Exercise requirements:
How many lines in the rows below contain the string "positive"? Case counts, and the reply should be only the number.

═════ Working data ═════

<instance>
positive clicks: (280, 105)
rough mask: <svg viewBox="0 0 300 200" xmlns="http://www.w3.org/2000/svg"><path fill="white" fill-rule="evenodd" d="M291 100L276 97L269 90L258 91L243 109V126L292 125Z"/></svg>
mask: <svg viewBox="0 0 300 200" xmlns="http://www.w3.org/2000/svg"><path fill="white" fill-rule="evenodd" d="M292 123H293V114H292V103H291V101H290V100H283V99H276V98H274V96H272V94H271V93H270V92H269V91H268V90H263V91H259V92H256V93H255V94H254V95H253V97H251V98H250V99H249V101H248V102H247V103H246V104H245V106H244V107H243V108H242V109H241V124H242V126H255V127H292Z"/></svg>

═════
═════ Working data ═════

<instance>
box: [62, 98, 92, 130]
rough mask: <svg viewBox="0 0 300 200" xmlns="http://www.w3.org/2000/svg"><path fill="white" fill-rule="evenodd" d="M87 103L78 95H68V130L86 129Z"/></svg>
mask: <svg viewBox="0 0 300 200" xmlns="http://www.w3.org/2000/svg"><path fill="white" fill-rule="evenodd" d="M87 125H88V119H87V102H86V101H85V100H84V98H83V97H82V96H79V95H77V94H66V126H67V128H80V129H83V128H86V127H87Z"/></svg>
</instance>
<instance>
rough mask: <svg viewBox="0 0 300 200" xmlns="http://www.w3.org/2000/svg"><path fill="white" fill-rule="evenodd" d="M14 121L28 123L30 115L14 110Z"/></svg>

═════
═════ Working data ═════

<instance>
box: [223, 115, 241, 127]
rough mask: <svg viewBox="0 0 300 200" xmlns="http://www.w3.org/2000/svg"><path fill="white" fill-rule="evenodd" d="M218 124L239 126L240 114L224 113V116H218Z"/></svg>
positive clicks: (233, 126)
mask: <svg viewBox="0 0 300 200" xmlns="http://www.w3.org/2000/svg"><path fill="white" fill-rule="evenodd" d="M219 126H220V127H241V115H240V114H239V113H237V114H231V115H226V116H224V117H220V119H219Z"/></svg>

═════

Your response:
2